Okunacak bölüm -
İstanbul elmas madeni gibi
17 Aralık 2007 01:00
İstanbul Ticaret Odası Başkanı Murat Yalçıntaş: "Elmas madeni değerlidir ancak daha da değerli hale getirmek için onu işlemek ve kesmek gerekir. Ancak o işçilikten sonra elmas, elmas olur. İstanbul'u ekonomik anlamda ileriye götürebilmek için bu elması biraz daha fazla çıkartıp üzerinde çalışmamız lazım."
Alternatif Bakış'a bu haftaki konuğum İstanbul Ticaret Odası Başkanı Murat Yalçıntaş oldu. İstanbul Ticaret Odası gibi dünyanın sayılı ticaret odalarından birinin başında olan Murat Yalçıntaş, genç yaşında birbirinden başarılı çalışmalara imza atmış bir isim. Ancak bu başarı kendisine tevazu ve muhabbet olarak yansımış. Öyle ki, kendisi ile ilk defa tanışmama rağmen göstermiş olduğu yakın ilgi ve muhabbet, söyleşimizi bir ağabey kardeş sohbetine çevirdi. Yaklaşık 1.5 saat süren sohbetimizde kendisi ile birçok konuyu konuştum. Kendisine sorduğum bütün soruları klasikleşmiş cevaplar yerine ekonomik veriler ışığı altında farklı yaklaşım tarzları ortaya koyarak cevaplandırdı. Başkan Yalçıntaş'ın yanından ayrılırken gelecek yıllarda ismini çok daha fazla duyacağımız ve konuşacağımız bir isimle tanışmanın mutluluğu ile ayrılıyorum. Umarım sohbetimizden sizler de keyif alırsınız. O zaman buyrun sohbetimize...
Başarılı bir iş adamlığının arkasından İstanbul Ticaret Odası gibi sadece ülkemizin değil, dünyanın en büyük ticaret odalarından birinin başına geçtiniz. Bu süreci bizimle paylaşır mısınız?
Boğaziçi Üniversitesi Makine Bölümü'nden mezun olduktan sonra master yapmak için yurt dışına gittim. ABD'de uluslararası işletme masteri yaptım. Bu esnada yaklaşık 2 sene kadar AB'ye bağlı bir kurumda, daha sonra da iki buçuk sene bir uluslararası kalkınma bankasında çalıştım. Türkiye'ye döndükten sonra kendi şirketlerimi kurdum. Fakat Anadolu'da bir tabir vardır, "Ön tekerlek nereye giderse arka tekerlek de oraya gider" diye. Ben de o dönemlerde babamın izinden gitmeye başladım ve cemiyet hayatına girdim. Ekonomi ağırlıklı sivil toplum kuruluşlarında görev aldıktan sonra bir müddet siyasetle uğraştım. Ve en sonunda İstanbul Ticaret Odası Başkanlığı görevine aday oldum. Tabii bu görev çok şerefli bir görev ve sizin de dediğiniz gibi İTO Türkiye'nin en büyük, dünyanın da beşinci büyük ticaret odası durumunda. Şu anda 350 bin üyemiz var. Böyle bir kurumun başkanlığını götürmek son derece şerefli ve dikkat isteyen yorucu bir görev. Elimden geldiği kadar bu görevi götürmeye çalışıyorum.

Alıntılanan liste -
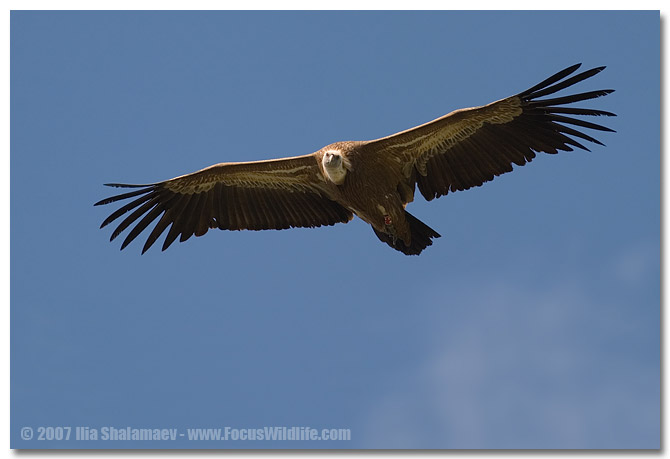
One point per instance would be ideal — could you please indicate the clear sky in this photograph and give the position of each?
(532, 323)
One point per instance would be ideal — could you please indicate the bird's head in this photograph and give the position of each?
(335, 166)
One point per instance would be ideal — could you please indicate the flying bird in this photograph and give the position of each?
(373, 179)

Görevler -
1) Listenin tüm satırlarını, her satır ayrı bir dize olacak ve boş satırlar atlanacak şekilde bir JSON dizisine dönüştürün. Resimleri yanıta katmayın.
2) Murat Yalçıntaş ile yapılan İstanbul Ticaret Odası söyleşisini kaldığı yerden devam ettirin.
Metin ile liste birbirinden tamamen bağımsızdır.

Alıştırma yanıtları -
1)
[
  "One point per instance would be ideal — could you please indicate the clear sky in this photograph and give the position of each?",
  "(532, 323)",
  "One point per instance would be ideal — could you please indicate the bird's head in this photograph and give the position of each?",
  "(335, 166)",
  "One point per instance would be ideal — could you please indicate the flying bird in this photograph and give the position of each?",
  "(373, 179)"
]

2)
Cevaplamamız gereken soru
Bir iş adamı olarak ülkemizin ekonomik durumunu nasıl değerlendiriyorsunuz?
-Herhangi bir şeyi analiz ederken mutlaka geniş bir perspektiften bakmak lazım. Ancak bunu yapabilirseniz hem dünü, hem bugünü, hem de yarını gözlemleyebilirsiniz. İşte bu sebeple Türk ekonomisine bakarken mutlaka geçmişle birlikte değerlendirmek gerekiyor. Biliyorsunuz, 2001 yılında çok büyük krizler yaşadık. Ancak o yıllardan sonra özellikle makro ekonomi alanında ciddi bir toparlanma oldu ve bugüne baktığımız zaman şunu görüyoruz ki; son 5 yılda ortalama %7.2 oranında bir büyümeyi yakalamış durumdayız. Aynı zamanda birçok makro ekonomik veriyi de hem sabitledik, hem de istikrara kavuşturduk. 2006 yılına baktığımızda ortalama yüzde 7.2'lik bir büyümeyi görürken, 2007 yılında bu rakamın %5'in biraz altına düştüğünü görüyoruz. Demek ki, Türkiye'nin büyümesi yavaşlamış. 2008 için bizim yapmamız gereken; "Nasıl oldu da yüzde 7'leri yakaladık" sorusunu cevaplamamız gerekiyor.
Büyümenin kaynağı özel sektör
Peki size göre Türkiye'nin bu büyümeyi sürdürmesi için nelere dikkat etmesi gerekiyor?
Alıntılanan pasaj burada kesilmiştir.